▶ _EXTRAIT_:
╔══

A Paris le dernier mercredi de juillet

27 juillet 2017


Ce n’est pas la bétaillère attendue qui se présente en gare de Rouen, ce dernier mercredi de juillet à sept heures vingt-huit, mais l’un de ces trains à sièges colorés où il est assuré de ne pas avoir de places assises pour tout le monde. J’en chope une près d’une fille qui lit Yoga Magazine.
Quand ce train passe près de la petite église en pierre de Saint-Etienne-du-Rouvray, j’ai une pensée pour Jacques Hamel. Macron, Président, y est attendu à neuf heures pour la messe du premier anniversaire de l’assassinat.
« Quel asana êtes-vous ? » se demande ma voisine. Les restés debout font connaissance.
-Chut, chut, chuinte un assis. Vous pouvez parlez un peu moins fort, s’il vous plaît.
Cette requête est un ordre.

╚══

▶ _CONSIGNE A_: Dans les entrées, reprenez les lignes allant de celle qui contient « Task: If you could identify the pier » jusqu'à celle qui contient « point(67, 95) » incluse, en renommant « thankful » en « grateful » sans rien modifier d'autre.
L'extrait et les entrées proviennent de sources distinctes.

[Étiquettes de points d'objets]

╔══

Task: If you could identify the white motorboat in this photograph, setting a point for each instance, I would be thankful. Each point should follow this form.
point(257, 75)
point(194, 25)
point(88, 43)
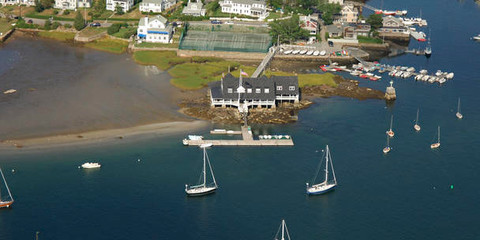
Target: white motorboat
point(390, 132)
point(91, 165)
point(203, 188)
point(458, 114)
point(437, 144)
point(416, 126)
point(326, 185)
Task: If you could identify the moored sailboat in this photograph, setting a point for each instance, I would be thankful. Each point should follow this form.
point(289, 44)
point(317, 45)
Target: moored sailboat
point(203, 188)
point(416, 126)
point(8, 200)
point(387, 148)
point(326, 185)
point(458, 114)
point(390, 132)
point(437, 144)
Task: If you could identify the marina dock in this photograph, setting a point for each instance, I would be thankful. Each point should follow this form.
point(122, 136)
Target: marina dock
point(247, 139)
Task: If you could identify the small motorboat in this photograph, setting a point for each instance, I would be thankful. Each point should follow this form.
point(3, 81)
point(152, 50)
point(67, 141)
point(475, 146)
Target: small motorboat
point(91, 165)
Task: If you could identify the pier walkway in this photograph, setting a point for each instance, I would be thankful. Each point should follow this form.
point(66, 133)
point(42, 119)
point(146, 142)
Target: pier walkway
point(247, 140)
point(265, 62)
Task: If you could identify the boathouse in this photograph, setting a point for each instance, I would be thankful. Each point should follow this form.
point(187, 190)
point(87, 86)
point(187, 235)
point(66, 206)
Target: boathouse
point(262, 92)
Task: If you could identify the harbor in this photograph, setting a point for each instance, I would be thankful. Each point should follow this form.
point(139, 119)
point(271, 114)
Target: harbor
point(247, 139)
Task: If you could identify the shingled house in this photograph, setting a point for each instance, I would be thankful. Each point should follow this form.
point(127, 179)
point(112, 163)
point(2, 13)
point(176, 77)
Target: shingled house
point(262, 92)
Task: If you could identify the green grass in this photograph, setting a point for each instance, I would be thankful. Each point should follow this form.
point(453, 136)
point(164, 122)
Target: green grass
point(108, 45)
point(156, 45)
point(60, 36)
point(191, 76)
point(362, 39)
point(4, 25)
point(92, 31)
point(161, 59)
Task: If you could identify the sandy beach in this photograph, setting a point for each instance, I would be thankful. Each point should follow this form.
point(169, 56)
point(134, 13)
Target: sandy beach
point(67, 95)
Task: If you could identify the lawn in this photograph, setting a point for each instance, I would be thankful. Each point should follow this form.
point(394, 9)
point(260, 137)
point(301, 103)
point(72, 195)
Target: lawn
point(91, 31)
point(156, 45)
point(61, 36)
point(5, 25)
point(108, 45)
point(161, 59)
point(362, 39)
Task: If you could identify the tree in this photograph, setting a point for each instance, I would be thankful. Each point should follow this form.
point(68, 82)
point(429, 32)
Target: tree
point(38, 6)
point(375, 21)
point(79, 22)
point(119, 10)
point(328, 9)
point(287, 30)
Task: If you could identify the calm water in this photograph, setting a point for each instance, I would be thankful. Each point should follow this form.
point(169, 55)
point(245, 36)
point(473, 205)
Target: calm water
point(404, 195)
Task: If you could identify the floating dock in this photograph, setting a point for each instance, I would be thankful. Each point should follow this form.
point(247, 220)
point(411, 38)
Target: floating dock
point(247, 140)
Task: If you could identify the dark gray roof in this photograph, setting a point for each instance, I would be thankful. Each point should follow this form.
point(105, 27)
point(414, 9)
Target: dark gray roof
point(229, 81)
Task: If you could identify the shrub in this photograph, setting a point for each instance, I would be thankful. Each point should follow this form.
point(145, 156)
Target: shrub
point(114, 28)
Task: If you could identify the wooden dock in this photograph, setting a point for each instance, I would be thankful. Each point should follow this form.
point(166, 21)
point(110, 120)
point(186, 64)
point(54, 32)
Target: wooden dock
point(246, 141)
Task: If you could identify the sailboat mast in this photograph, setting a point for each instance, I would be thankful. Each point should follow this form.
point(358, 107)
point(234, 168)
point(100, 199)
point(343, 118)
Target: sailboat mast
point(391, 123)
point(326, 163)
point(416, 121)
point(6, 185)
point(204, 167)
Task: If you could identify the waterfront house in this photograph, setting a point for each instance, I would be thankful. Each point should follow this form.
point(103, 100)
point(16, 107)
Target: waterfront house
point(309, 23)
point(334, 30)
point(17, 2)
point(154, 29)
point(156, 6)
point(262, 92)
point(393, 25)
point(253, 8)
point(194, 8)
point(336, 1)
point(352, 31)
point(72, 4)
point(349, 13)
point(125, 4)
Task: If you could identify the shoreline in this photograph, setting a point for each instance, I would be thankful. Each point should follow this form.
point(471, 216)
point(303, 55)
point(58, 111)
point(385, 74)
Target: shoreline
point(101, 136)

╚══

▶ _CONSIGNE B_: Transcrivez l'extrait depuis « Quand ce train » jusqu'à « anniversaire de l’assassinat. » inclus.

▶ _RÉPONSE A_:
Task: If you could identify the pier walkway in this photograph, setting a point for each instance, I would be grateful. Each point should follow this form.
point(66, 133)
point(42, 119)
point(146, 142)
Target: pier walkway
point(247, 140)
point(265, 62)
Task: If you could identify the boathouse in this photograph, setting a point for each instance, I would be grateful. Each point should follow this form.
point(187, 190)
point(87, 86)
point(187, 235)
point(66, 206)
Target: boathouse
point(262, 92)
Task: If you could identify the harbor in this photograph, setting a point for each instance, I would be grateful. Each point should follow this form.
point(139, 119)
point(271, 114)
Target: harbor
point(247, 139)
Task: If you could identify the shingled house in this photograph, setting a point for each instance, I would be grateful. Each point should follow this form.
point(127, 179)
point(112, 163)
point(2, 13)
point(176, 77)
Target: shingled house
point(262, 92)
Task: If you could identify the green grass in this photograph, setting a point for each instance, I would be grateful. Each point should follow this form.
point(453, 136)
point(164, 122)
Target: green grass
point(108, 45)
point(156, 45)
point(60, 36)
point(191, 76)
point(362, 39)
point(4, 25)
point(92, 31)
point(161, 59)
Task: If you could identify the sandy beach in this photograph, setting a point for each instance, I would be grateful. Each point should follow this form.
point(169, 56)
point(134, 13)
Target: sandy beach
point(67, 95)

▶ _RÉPONSE B_:
Quand ce train passe près de la petite église en pierre de Saint-Etienne-du-Rouvray, j’ai une pensée pour Jacques Hamel. Macron, Président, y est attendu à neuf heures pour la messe du premier anniversaire de l’assassinat.